Task statement: Write each line exactly, from the line that holds "man wearing glasses?" through the final line of the material, and no other line.

== Material provided

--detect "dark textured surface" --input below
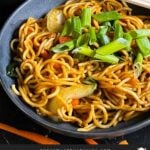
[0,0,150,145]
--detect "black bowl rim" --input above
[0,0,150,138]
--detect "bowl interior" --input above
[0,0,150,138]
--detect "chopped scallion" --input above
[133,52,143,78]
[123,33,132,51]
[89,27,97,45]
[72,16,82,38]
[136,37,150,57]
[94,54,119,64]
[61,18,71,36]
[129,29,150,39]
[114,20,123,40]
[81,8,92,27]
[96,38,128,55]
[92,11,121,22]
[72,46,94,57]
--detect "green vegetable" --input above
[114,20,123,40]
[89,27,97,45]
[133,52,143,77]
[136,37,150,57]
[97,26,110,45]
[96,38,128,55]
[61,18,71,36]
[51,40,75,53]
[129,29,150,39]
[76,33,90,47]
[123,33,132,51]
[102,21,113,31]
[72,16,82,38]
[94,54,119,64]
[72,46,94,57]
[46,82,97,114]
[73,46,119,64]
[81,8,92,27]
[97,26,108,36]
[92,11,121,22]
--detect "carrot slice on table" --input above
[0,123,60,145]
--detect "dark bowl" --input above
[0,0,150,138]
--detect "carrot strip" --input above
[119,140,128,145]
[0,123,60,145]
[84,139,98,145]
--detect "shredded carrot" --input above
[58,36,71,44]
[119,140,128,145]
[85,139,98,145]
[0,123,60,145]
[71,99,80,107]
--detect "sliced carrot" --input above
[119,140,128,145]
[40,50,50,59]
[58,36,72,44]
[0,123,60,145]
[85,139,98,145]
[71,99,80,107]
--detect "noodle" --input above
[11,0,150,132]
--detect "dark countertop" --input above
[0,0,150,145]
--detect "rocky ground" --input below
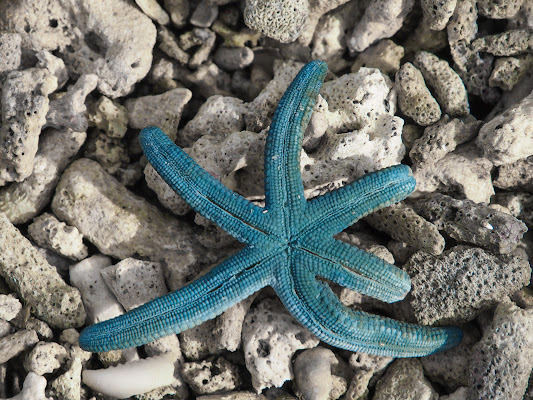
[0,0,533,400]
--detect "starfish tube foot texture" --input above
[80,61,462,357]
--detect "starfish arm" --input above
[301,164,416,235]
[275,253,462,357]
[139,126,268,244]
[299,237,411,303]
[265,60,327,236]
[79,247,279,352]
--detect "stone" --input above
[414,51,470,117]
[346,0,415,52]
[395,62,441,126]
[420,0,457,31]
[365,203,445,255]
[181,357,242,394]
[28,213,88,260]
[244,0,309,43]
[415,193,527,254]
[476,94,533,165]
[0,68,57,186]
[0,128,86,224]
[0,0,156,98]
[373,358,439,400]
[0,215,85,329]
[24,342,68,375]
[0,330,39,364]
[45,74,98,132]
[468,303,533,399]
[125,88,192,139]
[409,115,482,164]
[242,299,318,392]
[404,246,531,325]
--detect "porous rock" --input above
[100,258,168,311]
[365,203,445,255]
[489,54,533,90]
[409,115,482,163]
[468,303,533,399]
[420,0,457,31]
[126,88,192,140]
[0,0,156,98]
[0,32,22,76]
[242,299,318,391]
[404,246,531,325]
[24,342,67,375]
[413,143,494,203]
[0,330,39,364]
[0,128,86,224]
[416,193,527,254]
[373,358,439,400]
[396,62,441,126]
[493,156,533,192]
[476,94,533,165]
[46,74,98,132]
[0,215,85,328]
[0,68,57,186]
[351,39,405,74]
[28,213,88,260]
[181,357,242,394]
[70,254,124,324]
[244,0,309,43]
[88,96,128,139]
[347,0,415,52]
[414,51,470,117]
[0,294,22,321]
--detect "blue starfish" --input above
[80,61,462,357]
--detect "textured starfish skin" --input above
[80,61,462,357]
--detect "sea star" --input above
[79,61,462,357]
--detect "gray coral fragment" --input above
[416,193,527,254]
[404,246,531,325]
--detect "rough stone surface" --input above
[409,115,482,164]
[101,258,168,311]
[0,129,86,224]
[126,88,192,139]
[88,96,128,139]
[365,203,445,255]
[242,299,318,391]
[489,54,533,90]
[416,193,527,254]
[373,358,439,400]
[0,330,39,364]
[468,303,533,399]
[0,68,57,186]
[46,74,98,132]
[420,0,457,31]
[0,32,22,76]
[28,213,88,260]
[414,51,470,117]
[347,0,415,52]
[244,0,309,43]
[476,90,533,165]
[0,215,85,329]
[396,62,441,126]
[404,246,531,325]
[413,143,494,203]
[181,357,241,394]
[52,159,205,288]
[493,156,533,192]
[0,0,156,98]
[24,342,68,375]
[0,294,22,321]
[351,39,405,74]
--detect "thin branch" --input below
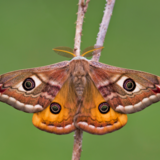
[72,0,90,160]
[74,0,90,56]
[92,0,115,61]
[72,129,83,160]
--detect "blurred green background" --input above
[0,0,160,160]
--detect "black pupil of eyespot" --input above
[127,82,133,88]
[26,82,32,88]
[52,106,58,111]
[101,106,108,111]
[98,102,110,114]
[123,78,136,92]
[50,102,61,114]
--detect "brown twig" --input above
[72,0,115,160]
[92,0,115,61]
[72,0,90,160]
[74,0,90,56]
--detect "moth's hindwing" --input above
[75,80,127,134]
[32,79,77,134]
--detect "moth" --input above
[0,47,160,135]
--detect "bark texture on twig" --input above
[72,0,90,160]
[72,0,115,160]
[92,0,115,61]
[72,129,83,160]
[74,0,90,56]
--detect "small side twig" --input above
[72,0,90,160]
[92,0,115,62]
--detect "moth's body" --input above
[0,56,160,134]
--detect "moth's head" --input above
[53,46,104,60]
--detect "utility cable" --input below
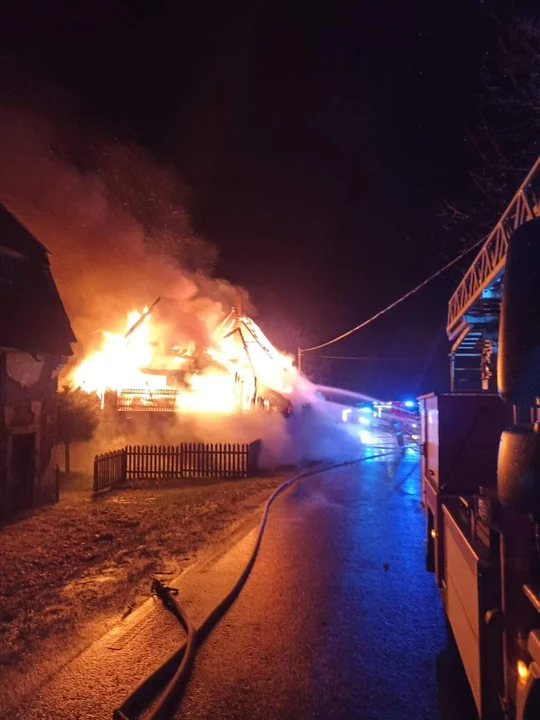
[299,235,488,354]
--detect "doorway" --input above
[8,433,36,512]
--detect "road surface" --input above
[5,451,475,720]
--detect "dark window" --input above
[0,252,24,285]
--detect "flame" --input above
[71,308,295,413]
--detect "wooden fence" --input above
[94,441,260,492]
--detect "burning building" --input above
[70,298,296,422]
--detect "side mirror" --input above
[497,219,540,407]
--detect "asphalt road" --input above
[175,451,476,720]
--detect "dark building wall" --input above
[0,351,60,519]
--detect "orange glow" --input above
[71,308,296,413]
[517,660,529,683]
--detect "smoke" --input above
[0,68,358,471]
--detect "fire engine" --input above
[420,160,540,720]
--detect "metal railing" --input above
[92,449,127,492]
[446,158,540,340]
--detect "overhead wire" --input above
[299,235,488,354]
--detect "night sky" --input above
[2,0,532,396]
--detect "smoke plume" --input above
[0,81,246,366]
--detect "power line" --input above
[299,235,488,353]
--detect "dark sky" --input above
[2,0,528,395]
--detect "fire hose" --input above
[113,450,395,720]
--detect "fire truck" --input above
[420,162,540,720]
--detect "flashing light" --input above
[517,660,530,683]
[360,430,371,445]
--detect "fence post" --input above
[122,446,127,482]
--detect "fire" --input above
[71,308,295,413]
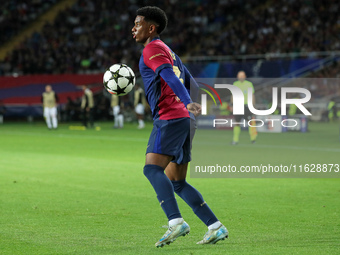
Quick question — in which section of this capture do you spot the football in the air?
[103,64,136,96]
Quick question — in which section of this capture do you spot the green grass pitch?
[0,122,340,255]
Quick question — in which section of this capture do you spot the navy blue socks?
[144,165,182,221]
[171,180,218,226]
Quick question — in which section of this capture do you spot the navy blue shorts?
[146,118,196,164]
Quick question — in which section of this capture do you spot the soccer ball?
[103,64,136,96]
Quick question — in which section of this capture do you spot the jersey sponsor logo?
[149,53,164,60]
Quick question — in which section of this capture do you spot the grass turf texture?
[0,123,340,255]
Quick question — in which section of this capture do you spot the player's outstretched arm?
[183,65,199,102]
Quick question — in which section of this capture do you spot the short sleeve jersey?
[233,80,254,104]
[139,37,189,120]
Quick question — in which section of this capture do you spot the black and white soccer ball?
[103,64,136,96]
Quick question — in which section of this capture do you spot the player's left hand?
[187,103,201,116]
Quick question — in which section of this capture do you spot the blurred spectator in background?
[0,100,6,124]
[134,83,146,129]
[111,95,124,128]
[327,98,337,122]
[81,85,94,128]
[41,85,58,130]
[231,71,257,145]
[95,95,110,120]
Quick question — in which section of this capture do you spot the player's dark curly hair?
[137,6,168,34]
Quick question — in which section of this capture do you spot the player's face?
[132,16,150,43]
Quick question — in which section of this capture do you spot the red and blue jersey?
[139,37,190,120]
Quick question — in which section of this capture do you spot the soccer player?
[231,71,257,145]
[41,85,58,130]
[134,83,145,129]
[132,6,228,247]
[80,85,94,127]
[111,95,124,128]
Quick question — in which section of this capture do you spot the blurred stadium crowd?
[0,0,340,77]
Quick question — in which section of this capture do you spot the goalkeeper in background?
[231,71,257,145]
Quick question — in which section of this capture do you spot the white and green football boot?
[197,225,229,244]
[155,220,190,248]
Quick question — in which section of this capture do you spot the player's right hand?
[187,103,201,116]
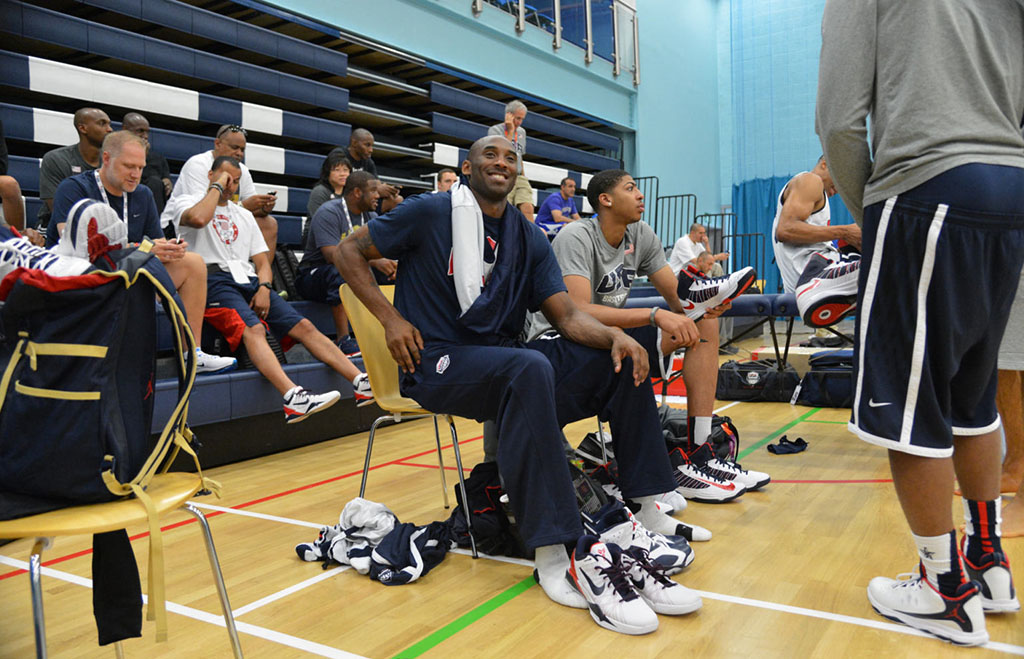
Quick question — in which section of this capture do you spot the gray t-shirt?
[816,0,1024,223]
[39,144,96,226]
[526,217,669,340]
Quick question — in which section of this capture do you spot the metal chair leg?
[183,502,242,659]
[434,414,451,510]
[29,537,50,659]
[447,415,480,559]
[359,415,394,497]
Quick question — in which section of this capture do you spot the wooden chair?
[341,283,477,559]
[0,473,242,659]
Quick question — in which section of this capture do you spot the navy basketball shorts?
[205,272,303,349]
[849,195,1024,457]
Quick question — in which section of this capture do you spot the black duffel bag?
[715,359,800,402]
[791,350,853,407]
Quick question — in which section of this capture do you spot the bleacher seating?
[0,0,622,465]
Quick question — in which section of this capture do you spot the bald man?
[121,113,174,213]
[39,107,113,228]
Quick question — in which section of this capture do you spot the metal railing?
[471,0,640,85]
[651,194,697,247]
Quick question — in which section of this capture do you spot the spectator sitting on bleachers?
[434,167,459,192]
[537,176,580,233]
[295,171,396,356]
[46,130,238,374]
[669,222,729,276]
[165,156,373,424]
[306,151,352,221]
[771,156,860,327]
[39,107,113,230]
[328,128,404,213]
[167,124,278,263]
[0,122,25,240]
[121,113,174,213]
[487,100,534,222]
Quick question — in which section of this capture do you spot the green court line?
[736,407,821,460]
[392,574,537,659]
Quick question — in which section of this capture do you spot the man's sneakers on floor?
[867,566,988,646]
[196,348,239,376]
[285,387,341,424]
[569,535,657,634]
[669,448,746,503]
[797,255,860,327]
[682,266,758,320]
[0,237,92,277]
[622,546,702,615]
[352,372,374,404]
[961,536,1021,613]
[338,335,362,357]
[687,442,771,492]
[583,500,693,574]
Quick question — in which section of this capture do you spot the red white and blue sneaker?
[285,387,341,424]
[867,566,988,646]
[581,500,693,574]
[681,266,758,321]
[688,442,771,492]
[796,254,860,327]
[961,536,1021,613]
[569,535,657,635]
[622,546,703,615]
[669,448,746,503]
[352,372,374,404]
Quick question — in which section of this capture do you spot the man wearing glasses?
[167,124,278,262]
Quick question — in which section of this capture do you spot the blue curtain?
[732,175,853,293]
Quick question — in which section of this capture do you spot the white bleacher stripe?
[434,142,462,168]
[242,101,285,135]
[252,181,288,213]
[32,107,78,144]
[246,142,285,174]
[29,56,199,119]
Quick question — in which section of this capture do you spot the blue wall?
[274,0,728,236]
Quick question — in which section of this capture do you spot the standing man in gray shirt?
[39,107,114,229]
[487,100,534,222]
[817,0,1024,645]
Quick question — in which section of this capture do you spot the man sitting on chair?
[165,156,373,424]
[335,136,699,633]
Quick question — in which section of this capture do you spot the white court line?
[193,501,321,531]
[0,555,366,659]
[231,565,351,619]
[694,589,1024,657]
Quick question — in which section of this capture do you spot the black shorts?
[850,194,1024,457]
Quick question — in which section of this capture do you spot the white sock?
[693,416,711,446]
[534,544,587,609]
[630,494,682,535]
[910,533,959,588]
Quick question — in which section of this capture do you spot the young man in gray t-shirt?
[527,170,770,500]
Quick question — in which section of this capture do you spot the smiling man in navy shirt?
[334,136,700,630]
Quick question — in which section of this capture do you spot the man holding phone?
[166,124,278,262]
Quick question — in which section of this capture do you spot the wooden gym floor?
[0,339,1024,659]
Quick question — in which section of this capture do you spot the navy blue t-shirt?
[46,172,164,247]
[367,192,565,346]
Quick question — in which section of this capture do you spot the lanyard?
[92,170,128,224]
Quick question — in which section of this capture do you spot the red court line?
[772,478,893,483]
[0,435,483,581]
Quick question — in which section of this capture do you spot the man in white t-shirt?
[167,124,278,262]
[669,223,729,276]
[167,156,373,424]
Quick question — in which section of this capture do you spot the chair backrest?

====

Exercise response:
Quick question — in which section of this capture do you spot the man wearing glasses?
[167,124,278,262]
Quick question — in which section of this capture do you spot the blue curtain?
[732,175,853,293]
Quick question — in which section of this capture do you spot the white bleacher stripe?
[434,142,462,168]
[242,101,285,135]
[252,181,288,213]
[32,107,78,144]
[246,142,285,174]
[29,56,199,119]
Quick question — in which section of this capture do you spot the blue wall?
[274,0,728,236]
Quick question — in which section of this capture do you spot the standing man in gray shirt?
[39,107,114,229]
[487,100,534,222]
[817,0,1024,645]
Quick question — in which section of this capture do you spot the man sitting on chair?
[165,156,373,424]
[335,136,699,633]
Quick question — in which section of this capture do you spot the white court line?
[193,501,321,531]
[0,555,366,659]
[231,565,351,619]
[694,589,1024,657]
Quick question — in which section of this capture do you spot the black shorts?
[850,194,1024,457]
Quick question — in which section of this capture do you spot the white sock?
[693,416,711,446]
[534,544,587,609]
[630,494,682,535]
[910,533,959,588]
Quick question — in which section of this capture do you spot the young man in gray t-shirt?
[527,170,770,500]
Quick question — in which section of this capture do you spot the smiling man in navy shirt?
[334,136,700,630]
Quick question — in which section of this capture do you spot the man holding phone?
[166,124,278,262]
Quick question — in which section of this capture do you spot the wooden gym floor?
[0,339,1024,659]
Quick question — in which section of this capture do you spot the navy blue t-shirt?
[46,172,164,247]
[367,192,565,346]
Quick question — in which section of this capture do you spot the lanyard?
[92,170,128,224]
Quick question — in which section of this capture do you spot the red court line?
[772,478,893,483]
[0,435,483,581]
Quick question — in which section of this capture do you spot the man in white t-shirt?
[167,124,278,262]
[669,223,729,276]
[167,156,373,424]
Quick question — in which section of this capture do you spot the chair backrest?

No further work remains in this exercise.